> **Page text**
= 2017 Fed Cup Europe/Africa Zone Group I – Pool A =

Subsection of tennis competition

Pool A of the 2017 Fed Cup Europe/Africa Zone Group I was one of four pools in the Europe/Africa zone of the 2017 Fed Cup. Three teams competed in a round robin competition, with the top team and the bottom team proceeding to their respective sections of the play-offs: the top team played for advancement to the World Group II Play-offs, while the bottom team faced potential relegation to Group II.

== Standings ==

Standings are determined by: 1. number of wins; 2. number of matches; 3. in two-team ties, head-to-head records; 4. in three-team ties, (a) percentage of sets won (head-to-head records if two teams remain tied), then (b) percentage of games won (head-to-head records if two teams remain tied), then (c) Fed Cup rankings.

> **Data excerpts**
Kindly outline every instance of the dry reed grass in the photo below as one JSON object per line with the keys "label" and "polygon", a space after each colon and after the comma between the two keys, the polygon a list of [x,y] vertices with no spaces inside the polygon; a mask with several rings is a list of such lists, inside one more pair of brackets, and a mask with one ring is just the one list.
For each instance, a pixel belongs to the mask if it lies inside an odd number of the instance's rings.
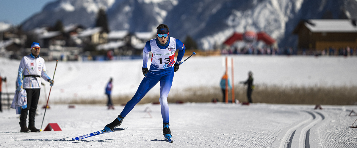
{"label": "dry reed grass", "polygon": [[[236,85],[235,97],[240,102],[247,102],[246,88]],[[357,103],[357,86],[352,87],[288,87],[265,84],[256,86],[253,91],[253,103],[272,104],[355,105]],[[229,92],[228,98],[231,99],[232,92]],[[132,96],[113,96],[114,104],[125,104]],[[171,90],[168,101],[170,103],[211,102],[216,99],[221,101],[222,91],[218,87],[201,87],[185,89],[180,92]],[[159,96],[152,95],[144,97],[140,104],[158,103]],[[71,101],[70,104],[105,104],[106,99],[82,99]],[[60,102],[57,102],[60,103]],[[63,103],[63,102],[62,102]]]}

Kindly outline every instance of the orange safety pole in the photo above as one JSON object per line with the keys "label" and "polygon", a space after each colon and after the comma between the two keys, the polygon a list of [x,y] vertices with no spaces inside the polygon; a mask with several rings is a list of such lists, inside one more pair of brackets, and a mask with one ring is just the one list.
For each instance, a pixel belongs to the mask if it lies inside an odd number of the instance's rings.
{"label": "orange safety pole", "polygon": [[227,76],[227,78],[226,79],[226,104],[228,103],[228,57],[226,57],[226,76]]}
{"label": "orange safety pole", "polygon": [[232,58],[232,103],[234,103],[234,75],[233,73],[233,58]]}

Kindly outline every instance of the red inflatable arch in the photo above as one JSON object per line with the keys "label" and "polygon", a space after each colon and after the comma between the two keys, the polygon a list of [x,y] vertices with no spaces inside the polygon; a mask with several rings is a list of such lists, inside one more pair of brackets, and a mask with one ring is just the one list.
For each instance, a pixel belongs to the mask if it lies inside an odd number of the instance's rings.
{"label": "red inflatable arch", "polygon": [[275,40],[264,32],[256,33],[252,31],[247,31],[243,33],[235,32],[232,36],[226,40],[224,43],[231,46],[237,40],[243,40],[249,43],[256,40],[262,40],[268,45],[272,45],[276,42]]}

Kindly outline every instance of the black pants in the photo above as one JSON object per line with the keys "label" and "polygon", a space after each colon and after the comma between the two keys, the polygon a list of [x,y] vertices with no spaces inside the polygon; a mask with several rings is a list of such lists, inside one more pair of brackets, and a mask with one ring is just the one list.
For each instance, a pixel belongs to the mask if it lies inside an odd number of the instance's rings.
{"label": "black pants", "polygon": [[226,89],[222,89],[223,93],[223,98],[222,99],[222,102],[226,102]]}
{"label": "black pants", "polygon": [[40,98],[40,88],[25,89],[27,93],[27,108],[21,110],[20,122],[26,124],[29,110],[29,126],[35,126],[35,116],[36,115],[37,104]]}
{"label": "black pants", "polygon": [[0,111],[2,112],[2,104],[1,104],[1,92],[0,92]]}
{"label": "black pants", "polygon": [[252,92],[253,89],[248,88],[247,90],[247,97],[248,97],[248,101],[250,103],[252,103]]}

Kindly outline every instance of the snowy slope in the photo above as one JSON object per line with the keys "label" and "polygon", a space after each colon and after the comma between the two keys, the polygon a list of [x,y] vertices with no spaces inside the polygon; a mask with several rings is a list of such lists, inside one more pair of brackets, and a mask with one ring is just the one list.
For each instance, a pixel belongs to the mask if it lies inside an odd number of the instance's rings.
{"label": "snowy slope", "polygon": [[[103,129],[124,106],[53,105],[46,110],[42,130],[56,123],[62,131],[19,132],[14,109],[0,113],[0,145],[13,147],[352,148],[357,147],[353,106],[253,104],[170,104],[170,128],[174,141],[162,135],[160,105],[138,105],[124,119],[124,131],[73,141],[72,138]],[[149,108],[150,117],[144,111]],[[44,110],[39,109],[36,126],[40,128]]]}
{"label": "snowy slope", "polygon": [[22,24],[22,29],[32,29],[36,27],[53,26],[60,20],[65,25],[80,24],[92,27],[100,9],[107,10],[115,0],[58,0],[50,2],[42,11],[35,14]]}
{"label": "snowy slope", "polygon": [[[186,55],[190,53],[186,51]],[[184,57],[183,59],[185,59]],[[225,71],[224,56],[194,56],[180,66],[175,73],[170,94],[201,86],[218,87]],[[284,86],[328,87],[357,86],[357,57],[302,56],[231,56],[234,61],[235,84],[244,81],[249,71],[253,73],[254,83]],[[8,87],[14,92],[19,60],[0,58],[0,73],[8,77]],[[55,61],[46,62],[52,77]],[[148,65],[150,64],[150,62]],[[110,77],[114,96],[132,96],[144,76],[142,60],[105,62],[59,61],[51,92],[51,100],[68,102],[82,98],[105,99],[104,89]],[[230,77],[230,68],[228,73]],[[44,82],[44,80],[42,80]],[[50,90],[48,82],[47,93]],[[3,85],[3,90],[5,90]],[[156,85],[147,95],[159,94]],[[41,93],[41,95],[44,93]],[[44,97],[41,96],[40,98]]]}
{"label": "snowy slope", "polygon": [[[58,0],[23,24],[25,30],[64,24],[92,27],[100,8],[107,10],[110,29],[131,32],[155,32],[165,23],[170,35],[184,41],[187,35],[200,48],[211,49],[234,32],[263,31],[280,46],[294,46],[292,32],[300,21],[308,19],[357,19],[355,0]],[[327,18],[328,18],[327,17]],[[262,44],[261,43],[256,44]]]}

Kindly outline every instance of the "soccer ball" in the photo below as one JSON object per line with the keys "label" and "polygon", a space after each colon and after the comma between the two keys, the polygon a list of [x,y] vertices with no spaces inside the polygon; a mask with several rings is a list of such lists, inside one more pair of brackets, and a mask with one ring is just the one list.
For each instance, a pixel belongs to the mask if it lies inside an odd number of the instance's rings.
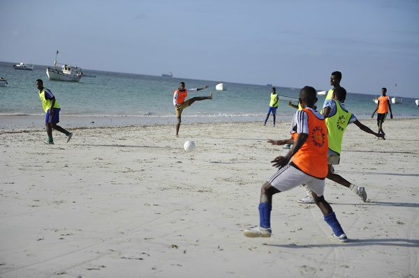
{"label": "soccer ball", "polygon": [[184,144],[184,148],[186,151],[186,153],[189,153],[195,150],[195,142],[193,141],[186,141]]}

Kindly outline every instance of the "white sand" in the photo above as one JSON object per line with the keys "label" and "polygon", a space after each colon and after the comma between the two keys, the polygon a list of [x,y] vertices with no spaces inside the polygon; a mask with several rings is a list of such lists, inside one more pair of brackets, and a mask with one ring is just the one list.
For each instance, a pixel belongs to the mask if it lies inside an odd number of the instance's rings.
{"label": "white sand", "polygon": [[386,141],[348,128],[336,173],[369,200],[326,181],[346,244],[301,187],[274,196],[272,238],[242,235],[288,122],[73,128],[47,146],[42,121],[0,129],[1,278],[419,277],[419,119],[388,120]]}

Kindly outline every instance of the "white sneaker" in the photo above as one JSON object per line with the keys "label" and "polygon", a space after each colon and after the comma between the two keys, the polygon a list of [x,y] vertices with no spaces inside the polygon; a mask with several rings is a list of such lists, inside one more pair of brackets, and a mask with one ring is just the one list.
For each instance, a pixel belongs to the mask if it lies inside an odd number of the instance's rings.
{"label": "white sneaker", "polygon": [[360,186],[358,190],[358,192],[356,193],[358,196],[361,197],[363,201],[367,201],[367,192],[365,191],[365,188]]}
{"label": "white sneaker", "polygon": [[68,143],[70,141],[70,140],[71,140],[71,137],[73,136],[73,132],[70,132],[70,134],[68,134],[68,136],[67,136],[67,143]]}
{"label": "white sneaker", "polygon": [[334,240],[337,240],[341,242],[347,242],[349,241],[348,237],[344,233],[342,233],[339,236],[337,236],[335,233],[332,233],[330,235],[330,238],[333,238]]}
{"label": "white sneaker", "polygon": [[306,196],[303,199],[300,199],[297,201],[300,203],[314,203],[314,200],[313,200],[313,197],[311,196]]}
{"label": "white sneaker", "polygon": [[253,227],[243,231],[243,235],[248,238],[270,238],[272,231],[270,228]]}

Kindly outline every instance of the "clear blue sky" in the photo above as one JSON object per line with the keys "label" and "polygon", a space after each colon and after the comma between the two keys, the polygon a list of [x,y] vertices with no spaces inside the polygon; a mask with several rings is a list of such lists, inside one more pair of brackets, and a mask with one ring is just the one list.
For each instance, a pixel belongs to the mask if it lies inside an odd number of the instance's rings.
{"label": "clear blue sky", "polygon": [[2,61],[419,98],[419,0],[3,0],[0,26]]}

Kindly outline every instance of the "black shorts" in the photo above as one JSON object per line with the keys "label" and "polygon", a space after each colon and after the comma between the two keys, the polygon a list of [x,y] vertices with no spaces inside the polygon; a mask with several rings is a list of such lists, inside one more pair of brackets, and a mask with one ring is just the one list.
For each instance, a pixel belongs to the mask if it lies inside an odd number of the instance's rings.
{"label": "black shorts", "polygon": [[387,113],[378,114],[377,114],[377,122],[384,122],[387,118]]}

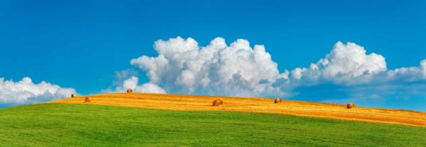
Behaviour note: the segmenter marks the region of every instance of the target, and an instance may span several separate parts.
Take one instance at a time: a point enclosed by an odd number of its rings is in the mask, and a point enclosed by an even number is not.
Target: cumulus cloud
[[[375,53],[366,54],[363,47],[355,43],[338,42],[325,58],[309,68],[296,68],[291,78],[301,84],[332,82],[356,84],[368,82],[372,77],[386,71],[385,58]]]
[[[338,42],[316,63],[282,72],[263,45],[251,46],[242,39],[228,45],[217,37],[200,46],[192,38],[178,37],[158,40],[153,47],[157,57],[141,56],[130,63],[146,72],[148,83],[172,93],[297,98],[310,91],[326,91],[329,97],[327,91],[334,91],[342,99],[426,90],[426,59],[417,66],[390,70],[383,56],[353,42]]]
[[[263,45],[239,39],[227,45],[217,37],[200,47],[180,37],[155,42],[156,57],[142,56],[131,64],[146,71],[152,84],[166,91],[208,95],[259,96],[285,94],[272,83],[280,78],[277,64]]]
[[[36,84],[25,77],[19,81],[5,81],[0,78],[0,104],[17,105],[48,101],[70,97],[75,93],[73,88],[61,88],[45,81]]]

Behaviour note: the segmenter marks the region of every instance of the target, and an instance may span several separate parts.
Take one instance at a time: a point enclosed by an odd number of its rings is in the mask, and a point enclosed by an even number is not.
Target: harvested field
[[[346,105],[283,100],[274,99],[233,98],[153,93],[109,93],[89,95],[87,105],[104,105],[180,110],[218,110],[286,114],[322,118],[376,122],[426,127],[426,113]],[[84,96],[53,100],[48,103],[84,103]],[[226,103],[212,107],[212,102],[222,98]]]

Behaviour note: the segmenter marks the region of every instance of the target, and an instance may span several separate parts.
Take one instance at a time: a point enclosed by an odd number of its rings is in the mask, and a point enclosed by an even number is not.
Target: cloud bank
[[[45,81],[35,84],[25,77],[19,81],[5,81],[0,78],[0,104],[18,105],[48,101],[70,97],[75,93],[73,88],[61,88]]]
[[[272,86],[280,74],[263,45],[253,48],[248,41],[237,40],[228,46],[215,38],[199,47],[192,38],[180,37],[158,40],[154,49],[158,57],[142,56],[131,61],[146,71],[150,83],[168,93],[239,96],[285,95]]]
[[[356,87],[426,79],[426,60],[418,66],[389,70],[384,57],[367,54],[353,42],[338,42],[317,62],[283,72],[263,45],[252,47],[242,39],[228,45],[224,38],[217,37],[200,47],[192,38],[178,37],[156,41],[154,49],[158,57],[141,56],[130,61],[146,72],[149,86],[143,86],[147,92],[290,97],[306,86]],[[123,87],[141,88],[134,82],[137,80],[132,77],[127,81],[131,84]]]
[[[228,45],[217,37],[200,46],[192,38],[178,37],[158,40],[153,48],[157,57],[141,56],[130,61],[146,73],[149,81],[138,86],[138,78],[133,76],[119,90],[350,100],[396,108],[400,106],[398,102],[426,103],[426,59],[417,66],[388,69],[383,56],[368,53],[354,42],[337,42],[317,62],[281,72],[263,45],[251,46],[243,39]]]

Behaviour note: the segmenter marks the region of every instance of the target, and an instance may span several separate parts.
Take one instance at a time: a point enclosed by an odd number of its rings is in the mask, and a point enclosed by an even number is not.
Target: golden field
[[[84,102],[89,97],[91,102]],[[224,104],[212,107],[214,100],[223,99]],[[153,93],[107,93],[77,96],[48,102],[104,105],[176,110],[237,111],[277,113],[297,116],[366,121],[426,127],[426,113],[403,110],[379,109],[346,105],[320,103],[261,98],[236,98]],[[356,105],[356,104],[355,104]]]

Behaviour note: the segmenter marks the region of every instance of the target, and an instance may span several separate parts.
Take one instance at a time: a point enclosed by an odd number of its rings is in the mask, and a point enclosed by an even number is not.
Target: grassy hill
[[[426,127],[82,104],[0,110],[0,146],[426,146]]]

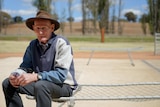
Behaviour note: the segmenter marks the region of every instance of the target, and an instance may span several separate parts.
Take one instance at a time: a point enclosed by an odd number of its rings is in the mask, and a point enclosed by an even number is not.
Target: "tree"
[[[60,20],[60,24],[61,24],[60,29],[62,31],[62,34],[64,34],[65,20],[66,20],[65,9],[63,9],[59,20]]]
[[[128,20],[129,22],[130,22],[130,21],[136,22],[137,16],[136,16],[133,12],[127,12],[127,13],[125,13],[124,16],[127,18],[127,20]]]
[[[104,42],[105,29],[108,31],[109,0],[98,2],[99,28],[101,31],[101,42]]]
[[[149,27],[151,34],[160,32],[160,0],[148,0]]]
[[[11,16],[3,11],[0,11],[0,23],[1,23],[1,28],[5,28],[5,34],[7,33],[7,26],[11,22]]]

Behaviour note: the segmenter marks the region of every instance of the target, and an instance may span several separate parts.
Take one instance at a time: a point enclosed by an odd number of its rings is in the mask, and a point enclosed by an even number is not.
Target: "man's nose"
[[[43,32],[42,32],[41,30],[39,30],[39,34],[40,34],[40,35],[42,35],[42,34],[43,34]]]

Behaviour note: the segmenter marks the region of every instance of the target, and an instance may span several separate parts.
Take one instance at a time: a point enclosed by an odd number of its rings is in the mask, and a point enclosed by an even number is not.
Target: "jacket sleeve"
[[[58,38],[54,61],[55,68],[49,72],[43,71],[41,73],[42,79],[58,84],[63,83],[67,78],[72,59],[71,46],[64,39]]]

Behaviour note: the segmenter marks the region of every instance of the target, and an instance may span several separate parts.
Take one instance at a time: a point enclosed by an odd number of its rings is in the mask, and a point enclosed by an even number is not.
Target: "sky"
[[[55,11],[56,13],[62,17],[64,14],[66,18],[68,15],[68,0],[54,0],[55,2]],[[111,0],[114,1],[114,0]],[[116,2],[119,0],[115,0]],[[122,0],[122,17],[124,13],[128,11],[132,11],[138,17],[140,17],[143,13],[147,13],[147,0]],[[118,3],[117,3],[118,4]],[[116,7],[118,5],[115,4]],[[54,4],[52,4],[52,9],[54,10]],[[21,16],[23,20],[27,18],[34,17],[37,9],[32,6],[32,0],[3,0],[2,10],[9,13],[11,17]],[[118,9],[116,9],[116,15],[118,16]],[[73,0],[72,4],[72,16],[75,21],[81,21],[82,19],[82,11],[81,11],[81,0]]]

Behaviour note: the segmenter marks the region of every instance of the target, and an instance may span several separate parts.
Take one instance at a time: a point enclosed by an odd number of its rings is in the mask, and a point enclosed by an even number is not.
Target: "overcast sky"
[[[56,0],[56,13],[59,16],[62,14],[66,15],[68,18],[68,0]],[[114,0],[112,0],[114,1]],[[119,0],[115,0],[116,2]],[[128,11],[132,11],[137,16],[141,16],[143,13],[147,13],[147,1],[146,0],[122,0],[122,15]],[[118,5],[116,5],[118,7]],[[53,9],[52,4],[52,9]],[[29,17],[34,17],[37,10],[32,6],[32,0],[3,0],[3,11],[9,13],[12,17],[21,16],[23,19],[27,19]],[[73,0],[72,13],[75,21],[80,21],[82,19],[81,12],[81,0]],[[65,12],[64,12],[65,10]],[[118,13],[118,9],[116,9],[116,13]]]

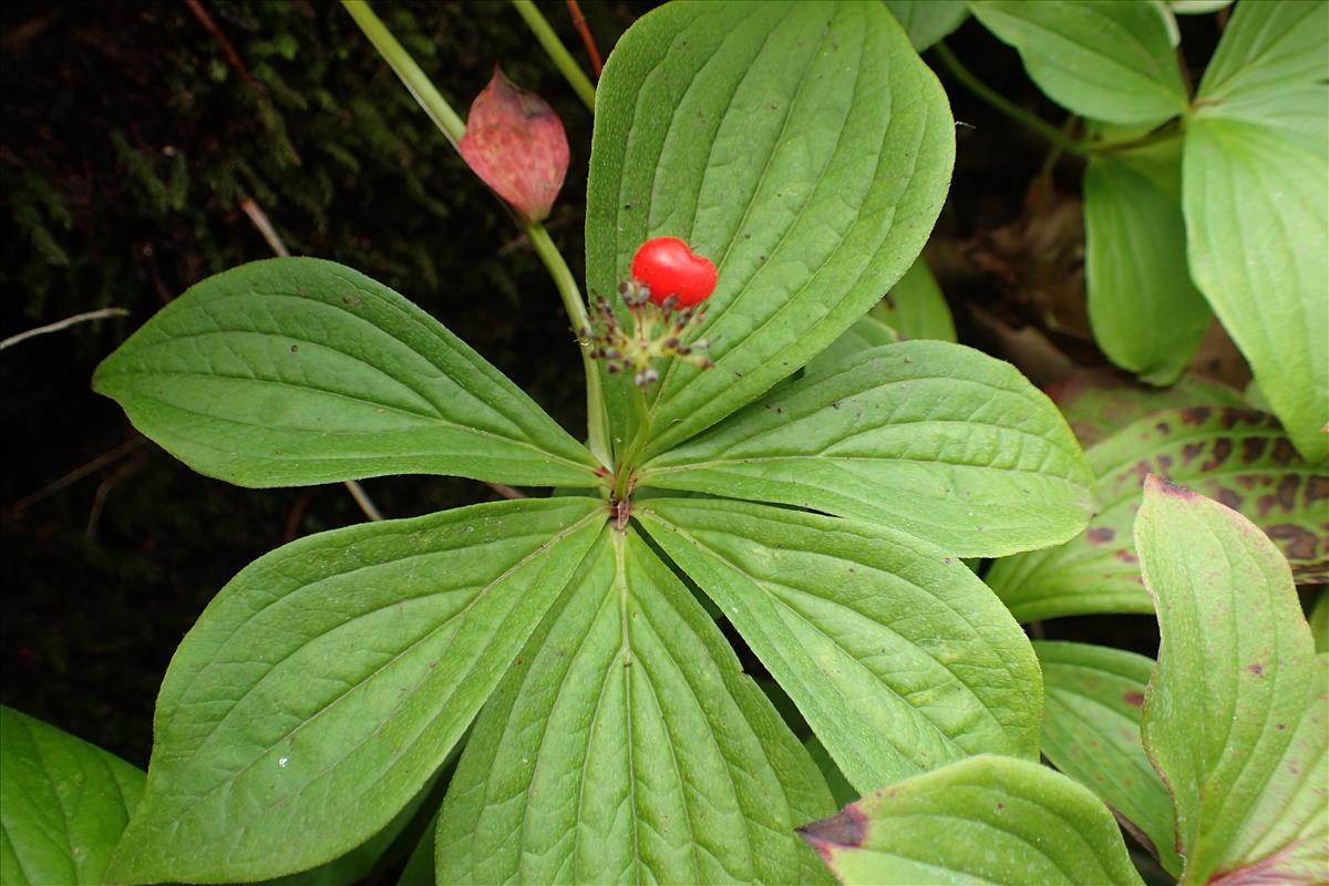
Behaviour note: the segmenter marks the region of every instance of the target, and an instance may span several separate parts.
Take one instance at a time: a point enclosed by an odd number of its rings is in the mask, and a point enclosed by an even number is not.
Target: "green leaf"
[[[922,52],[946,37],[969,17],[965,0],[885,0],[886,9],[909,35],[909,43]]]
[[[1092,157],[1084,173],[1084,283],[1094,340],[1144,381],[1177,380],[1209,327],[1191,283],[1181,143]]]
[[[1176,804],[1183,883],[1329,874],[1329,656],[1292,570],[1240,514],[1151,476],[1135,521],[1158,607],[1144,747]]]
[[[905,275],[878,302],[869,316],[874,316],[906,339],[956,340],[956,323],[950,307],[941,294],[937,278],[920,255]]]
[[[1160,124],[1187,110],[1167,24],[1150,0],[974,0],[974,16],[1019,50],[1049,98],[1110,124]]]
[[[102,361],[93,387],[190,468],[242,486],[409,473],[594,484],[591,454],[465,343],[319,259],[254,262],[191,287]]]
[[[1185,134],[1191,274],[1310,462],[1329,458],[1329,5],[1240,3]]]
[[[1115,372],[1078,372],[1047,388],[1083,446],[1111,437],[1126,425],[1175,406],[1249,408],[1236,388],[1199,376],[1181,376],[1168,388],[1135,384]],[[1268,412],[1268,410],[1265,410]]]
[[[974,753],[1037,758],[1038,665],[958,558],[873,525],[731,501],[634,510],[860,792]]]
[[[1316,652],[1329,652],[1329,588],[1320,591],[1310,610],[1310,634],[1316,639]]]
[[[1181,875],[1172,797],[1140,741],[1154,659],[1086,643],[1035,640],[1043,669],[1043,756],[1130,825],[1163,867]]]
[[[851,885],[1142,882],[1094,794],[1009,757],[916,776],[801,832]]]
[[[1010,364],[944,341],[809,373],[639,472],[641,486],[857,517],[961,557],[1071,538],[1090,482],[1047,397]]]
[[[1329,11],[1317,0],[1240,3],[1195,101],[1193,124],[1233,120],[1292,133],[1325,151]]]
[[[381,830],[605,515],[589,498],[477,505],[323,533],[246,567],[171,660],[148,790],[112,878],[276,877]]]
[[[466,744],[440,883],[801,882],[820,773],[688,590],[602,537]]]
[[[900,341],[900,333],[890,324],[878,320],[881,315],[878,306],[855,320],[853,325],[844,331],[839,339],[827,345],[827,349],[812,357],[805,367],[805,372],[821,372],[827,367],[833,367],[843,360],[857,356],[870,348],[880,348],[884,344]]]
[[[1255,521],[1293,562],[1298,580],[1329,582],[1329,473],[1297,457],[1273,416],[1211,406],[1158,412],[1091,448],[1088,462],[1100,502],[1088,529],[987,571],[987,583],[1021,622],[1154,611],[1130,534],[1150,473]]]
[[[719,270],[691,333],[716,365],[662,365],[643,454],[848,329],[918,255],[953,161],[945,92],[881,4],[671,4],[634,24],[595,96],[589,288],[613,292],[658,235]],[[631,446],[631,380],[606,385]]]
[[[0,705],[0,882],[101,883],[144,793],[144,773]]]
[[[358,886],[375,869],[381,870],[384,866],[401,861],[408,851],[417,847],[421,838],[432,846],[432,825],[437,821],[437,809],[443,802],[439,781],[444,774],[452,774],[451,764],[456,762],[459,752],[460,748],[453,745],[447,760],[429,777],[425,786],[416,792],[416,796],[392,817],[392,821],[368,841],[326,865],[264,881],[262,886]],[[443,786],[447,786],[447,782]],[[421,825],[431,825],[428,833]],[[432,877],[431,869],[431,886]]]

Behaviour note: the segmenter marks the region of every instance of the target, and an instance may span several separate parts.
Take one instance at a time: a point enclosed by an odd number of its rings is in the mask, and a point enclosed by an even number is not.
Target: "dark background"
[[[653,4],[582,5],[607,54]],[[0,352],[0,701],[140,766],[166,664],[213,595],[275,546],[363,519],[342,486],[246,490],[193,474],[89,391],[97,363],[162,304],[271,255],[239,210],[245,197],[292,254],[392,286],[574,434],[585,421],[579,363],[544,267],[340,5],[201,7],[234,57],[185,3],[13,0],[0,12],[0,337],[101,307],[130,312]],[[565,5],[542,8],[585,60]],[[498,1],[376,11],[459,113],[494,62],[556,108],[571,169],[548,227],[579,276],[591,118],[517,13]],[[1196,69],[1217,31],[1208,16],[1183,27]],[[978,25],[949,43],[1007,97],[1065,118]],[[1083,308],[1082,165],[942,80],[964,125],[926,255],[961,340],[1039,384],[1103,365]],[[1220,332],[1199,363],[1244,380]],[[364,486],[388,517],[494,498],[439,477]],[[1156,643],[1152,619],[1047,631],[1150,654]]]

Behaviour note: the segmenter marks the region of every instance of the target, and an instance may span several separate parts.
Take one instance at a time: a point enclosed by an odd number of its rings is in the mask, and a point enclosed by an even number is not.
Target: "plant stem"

> **Task requirements**
(a) In the Fed Cup pool text, list the four numbered criteria that determine the standings.
(b) Write out the stretch of the Fed Cup pool text from "Pool A of the" through "Fed Cup rankings.".
The material is separate from the Fed Cup pool text and unrelated to it.

> **Completed exercise**
(a)
1. Number of wins
2. Number of matches
3. In two-team ties, head-to-head records
4. In three-team ties, (a) percentage of sets won (head-to-head records if two teams remain tied), then (b) percentage of games won (head-to-head records if two teams remain tied), then (c) Fed Cup rankings

(b)
Pool A of the 2017 Fed Cup Europe/Africa Zone Group I was one of four pools in the Europe/Africa zone of the 2017 Fed Cup. Three teams competed in a round robin competition, with the top team and the bottom team proceeding to their respective sections of the play-offs: the top team played for advancement to the World Group II Play-offs, while the bottom team faced potential relegation to Group II.

== Standings ==

Standings are determined by: 1. number of wins; 2. number of matches; 3. in two-team ties, head-to-head records; 4. in three-team ties, (a) percentage of sets won (head-to-head records if two teams remain tied), then (b) percentage of games won (head-to-head records if two teams remain tied), then (c) Fed Cup rankings.